* _TEXT UNDER STUDY_:
☆ ☆ ☆
Debt Digest | A Million Simulations Show That the US Debt Is on an Unsustainable Trajectory
Links & Fiscal Facts
Here are this week’s reading links and fiscal facts:
Repeal the IRA energy subsidies. According to Cato’s Adam Michel, due to the energy-related provisions in the Inflation Reduction Act (IRA), energy subsidy expenditures may exceed $1.8 trillion over the next decade. He explains, “Most of the IRA tax credits are functionally similar to uncapped automatic spending programs. The cost is determined by the credit formula and taxpayer uptake.” Because of the higher uptake than projected, the subsidies could cost two or three times more than initially estimated. “Congress should repeal the IRA and the pre‐IRA energy credits. As a whole, these tax credits are a highly inefficient and expensive system of subsidizing energy from some politically popular low greenhouse gas emitting sources,” concludes Michel.
A million simulations show that the US debt is on an unsustainable trajectory. Bloomberg’s analysis, using market forecasts for future interest rates, projects the debt-to-GDP ratio could hit 123% in 2034, which is 7 percentage points more than the Congressional Budget Office’s estimate. Bloomberg also ran a million simulations, varying in variables such as GDP growth, inflation, and interest rates. 88% of them indicate that the US debt is on an unsustainable path. This outlook worsens with more realistic assumptions like the extension of most of the 2017 tax cuts. The authors concede: “Neither party favors squeezing the benefits provided by major entitlement programs. In the end, it may take a crisis — perhaps a disorderly rout in the Treasuries market triggered by sovereign US credit-rating downgrades, or a panic over the depletion of the Medicare or Social Security trust funds — to force action. That’s playing with fire.” For more on the US debt problem, see here and here.
Social Security emerged as a response to the Federal Reserve’s errors. The Laffer Center’s Brian Domitrovic explains: “Social Security came about in 1935 for one overriding reason: In the prior generation savers of money had gotten their world rocked as never before. If you retired with a nest egg in 1913, in seven years your savings got cut in half as the U.S. experienced 100% inflation. The Federal Reserve was at fault.” Nearly nine decades later, the entitlement spending-driven federal debt may lead to another Fed error. Specifically, Congress might push the Fed into monetizing the debt, a decision that can diminish private savings through inflation. As Romina Boccia and Dominik Lett recently wrote: “If Congress leaves spending corrections to the last minute, legislators may perceive the draconian fiscal consolidation necessary to bring debt under control as less desirable than monetizing the debt. In such a scenario, printing more money might become the easiest or only politically feasible way out.” For more on the threats of the Fed resorting to fiscal quantitative easing see George Selgin, The Menace of Fiscal QE.
Americans really do not like inflation. A recent Harvard study, authored by Stefanie Stantcheva, illustrates the overwhelmingly negative views Americans hold about inflation. According to the study, inflation ranks first in both social and economic policy priorities among respondents. While the respondents differ in their views on the causes of inflation (see figure below), there is widespread agreement that it primarily has negative socioeconomic effects. “If there is a single and simple answer to the question “Why do we dislike inflation,” it is because many individuals feel that it systematically erodes their purchasing power,” notes Stancheva. Furthermore, inflation takes a psychological toll on individuals, with 70% of the respondents reporting that it provokes stress. For more on the causes and consequences of inflation, see here.
☆ ☆ ☆
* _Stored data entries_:
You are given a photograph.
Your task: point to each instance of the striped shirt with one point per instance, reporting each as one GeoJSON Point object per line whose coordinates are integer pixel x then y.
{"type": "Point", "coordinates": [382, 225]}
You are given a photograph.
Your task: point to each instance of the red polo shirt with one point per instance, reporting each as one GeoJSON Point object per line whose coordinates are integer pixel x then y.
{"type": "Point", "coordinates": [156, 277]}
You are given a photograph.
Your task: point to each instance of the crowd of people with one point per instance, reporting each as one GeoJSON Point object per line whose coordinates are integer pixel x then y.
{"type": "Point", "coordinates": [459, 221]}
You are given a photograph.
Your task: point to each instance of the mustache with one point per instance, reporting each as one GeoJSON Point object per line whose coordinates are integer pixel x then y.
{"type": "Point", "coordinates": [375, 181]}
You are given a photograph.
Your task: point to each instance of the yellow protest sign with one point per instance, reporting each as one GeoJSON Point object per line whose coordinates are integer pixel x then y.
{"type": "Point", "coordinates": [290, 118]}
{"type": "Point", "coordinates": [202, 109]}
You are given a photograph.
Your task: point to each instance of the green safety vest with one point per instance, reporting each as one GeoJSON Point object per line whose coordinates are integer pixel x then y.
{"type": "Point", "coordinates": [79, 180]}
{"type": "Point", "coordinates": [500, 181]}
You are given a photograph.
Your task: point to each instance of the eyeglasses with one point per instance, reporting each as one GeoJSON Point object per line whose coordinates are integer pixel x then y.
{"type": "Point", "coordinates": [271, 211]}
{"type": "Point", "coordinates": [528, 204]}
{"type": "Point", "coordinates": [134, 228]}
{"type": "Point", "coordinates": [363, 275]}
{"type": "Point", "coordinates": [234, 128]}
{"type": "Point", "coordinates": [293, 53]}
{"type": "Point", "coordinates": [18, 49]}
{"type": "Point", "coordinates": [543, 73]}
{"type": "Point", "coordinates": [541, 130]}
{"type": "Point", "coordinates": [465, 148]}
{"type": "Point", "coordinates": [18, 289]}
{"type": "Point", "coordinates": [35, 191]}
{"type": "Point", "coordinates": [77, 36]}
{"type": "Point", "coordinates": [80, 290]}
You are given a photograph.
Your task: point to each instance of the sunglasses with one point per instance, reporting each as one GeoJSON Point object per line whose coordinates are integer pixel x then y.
☆ ☆ ☆
* _PROBLEM SET_:
• A. In the debt digest, what percentage of Bloomberg's million simulations indicate that the US debt is on an unsustainable path?
• B. Copy word for word the portion of the debt digest starting with "Americans really do" and going on through "inflation, see here.".
Nothing in the rows matters for this work.

* _RESULTS IN ORDER_:
• A. 88%

• B.
Americans really do not like inflation. A recent Harvard study, authored by Stefanie Stantcheva, illustrates the overwhelmingly negative views Americans hold about inflation. According to the study, inflation ranks first in both social and economic policy priorities among respondents. While the respondents differ in their views on the causes of inflation (see figure below), there is widespread agreement that it primarily has negative socioeconomic effects. “If there is a single and simple answer to the question “Why do we dislike inflation,” it is because many individuals feel that it systematically erodes their purchasing power,” notes Stancheva. Furthermore, inflation takes a psychological toll on individuals, with 70% of the respondents reporting that it provokes stress. For more on the causes and consequences of inflation, see here.